*EXERCISE DIRECTIONS*. Retype every entry exactly, character for character.

*EXTRACTED RECORDS*.
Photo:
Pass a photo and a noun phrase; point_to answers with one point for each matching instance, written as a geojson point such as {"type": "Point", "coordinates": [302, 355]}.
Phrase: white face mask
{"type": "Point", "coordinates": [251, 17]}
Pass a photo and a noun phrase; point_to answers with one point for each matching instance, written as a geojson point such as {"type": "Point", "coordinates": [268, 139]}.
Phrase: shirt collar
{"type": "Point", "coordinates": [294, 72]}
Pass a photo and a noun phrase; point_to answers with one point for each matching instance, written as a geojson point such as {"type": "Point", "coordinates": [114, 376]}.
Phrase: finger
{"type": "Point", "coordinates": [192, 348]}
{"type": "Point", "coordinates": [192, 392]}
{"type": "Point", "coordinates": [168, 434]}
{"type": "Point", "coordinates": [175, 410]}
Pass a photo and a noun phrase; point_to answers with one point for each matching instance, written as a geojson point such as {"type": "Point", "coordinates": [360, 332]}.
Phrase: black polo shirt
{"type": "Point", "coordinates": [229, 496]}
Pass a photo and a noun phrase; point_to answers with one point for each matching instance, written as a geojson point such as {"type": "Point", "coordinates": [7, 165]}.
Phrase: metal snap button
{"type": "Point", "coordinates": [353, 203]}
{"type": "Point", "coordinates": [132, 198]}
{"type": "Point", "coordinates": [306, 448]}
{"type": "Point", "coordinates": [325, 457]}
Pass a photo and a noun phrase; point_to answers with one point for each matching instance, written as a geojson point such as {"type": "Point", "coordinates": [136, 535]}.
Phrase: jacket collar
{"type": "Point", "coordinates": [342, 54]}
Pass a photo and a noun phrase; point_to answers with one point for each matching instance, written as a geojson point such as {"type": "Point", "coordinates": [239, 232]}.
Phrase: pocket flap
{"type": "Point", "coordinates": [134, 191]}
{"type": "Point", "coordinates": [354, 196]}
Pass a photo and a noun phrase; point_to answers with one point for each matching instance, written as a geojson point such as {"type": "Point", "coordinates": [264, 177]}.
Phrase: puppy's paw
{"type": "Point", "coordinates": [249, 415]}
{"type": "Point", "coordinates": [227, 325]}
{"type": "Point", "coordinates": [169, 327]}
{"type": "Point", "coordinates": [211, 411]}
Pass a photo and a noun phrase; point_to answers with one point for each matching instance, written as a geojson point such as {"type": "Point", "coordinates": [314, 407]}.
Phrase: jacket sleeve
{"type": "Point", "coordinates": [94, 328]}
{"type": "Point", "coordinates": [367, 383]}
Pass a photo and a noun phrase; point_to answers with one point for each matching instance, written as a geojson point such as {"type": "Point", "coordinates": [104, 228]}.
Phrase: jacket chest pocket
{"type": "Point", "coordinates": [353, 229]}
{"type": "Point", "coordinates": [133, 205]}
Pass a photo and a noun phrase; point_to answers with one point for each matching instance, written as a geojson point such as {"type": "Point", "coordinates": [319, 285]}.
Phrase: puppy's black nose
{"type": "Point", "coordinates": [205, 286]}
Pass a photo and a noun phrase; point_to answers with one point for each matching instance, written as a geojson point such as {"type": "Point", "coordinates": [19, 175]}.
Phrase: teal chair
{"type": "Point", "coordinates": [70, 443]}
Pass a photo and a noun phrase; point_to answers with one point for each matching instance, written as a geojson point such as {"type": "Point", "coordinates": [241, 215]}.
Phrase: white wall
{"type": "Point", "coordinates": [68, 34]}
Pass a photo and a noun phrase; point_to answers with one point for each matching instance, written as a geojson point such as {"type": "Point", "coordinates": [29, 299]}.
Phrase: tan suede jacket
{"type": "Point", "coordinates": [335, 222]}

*RESULT OF THIS TASK*.
Photo:
Pass a photo and a noun phrase; point_to answers with one point for each matching instance, written as a geojson point such as {"type": "Point", "coordinates": [302, 355]}.
Phrase: white face mask
{"type": "Point", "coordinates": [251, 17]}
Pass a photo and a noun phrase; point_to answers with one point for each matching instance, written as a geojson point such as {"type": "Point", "coordinates": [268, 139]}.
Phrase: shirt collar
{"type": "Point", "coordinates": [294, 72]}
Pass a photo and a noun phrase; point_to answers with one point for each matching instance, written as a geojson point such as {"type": "Point", "coordinates": [114, 376]}.
Phrase: finger
{"type": "Point", "coordinates": [192, 348]}
{"type": "Point", "coordinates": [192, 392]}
{"type": "Point", "coordinates": [168, 434]}
{"type": "Point", "coordinates": [175, 410]}
Pass a photo and a noun phrase; point_to answers with one point for each matching instance, written as a geojson point such as {"type": "Point", "coordinates": [360, 332]}.
Phrase: black polo shirt
{"type": "Point", "coordinates": [229, 496]}
Pass a photo and a noun phrase; point_to answers with one point for each matching instance, written as a geojson point such as {"type": "Point", "coordinates": [7, 165]}.
Phrase: metal snap button
{"type": "Point", "coordinates": [353, 203]}
{"type": "Point", "coordinates": [132, 198]}
{"type": "Point", "coordinates": [306, 448]}
{"type": "Point", "coordinates": [325, 457]}
Pass a photo and a noun phrase; point_to answers with one point for each matching instance, written as a geojson point such as {"type": "Point", "coordinates": [136, 535]}.
Phrase: jacket collar
{"type": "Point", "coordinates": [342, 54]}
Pass a photo and a noun phrase; point_to answers with one point for each matching instance, written as a geojson point such as {"type": "Point", "coordinates": [239, 232]}.
Phrase: pocket flap
{"type": "Point", "coordinates": [134, 191]}
{"type": "Point", "coordinates": [354, 196]}
Pass a photo and a noun phrase; point_to answers with one point for each matching instance, written as a geojson point such as {"type": "Point", "coordinates": [264, 177]}.
Phrase: puppy's paw
{"type": "Point", "coordinates": [249, 415]}
{"type": "Point", "coordinates": [227, 325]}
{"type": "Point", "coordinates": [169, 327]}
{"type": "Point", "coordinates": [211, 411]}
Pass a photo and a noun phrase; point_to answers with one point for each matching instance, written as a geojson point such as {"type": "Point", "coordinates": [314, 407]}.
Phrase: jacket sleeve
{"type": "Point", "coordinates": [94, 328]}
{"type": "Point", "coordinates": [367, 383]}
Pass a photo and a noun phrase; point_to answers with one point for each matching instance, written as a geojson point such as {"type": "Point", "coordinates": [104, 228]}.
Phrase: jacket chest pocket
{"type": "Point", "coordinates": [353, 229]}
{"type": "Point", "coordinates": [133, 205]}
Pass a photo and a noun phrase; point_to answers with one point for each matching instance, written as a geojson point such as {"type": "Point", "coordinates": [319, 285]}.
Phrase: puppy's black nose
{"type": "Point", "coordinates": [205, 286]}
Pass a photo and a noun phrase; point_to answers with one point for each matching instance, written as a geojson point such as {"type": "Point", "coordinates": [19, 175]}.
Phrase: teal chair
{"type": "Point", "coordinates": [70, 443]}
Pass a photo and a noun phrase; point_to answers with one point for each matching instance, written as a geojson point such as {"type": "Point", "coordinates": [241, 215]}.
Phrase: white wall
{"type": "Point", "coordinates": [68, 34]}
Pass a photo and a noun phrase; point_to answers with one point for each matching instance, written as a geojson point such as {"type": "Point", "coordinates": [29, 299]}.
Phrase: tan suede jacket
{"type": "Point", "coordinates": [335, 222]}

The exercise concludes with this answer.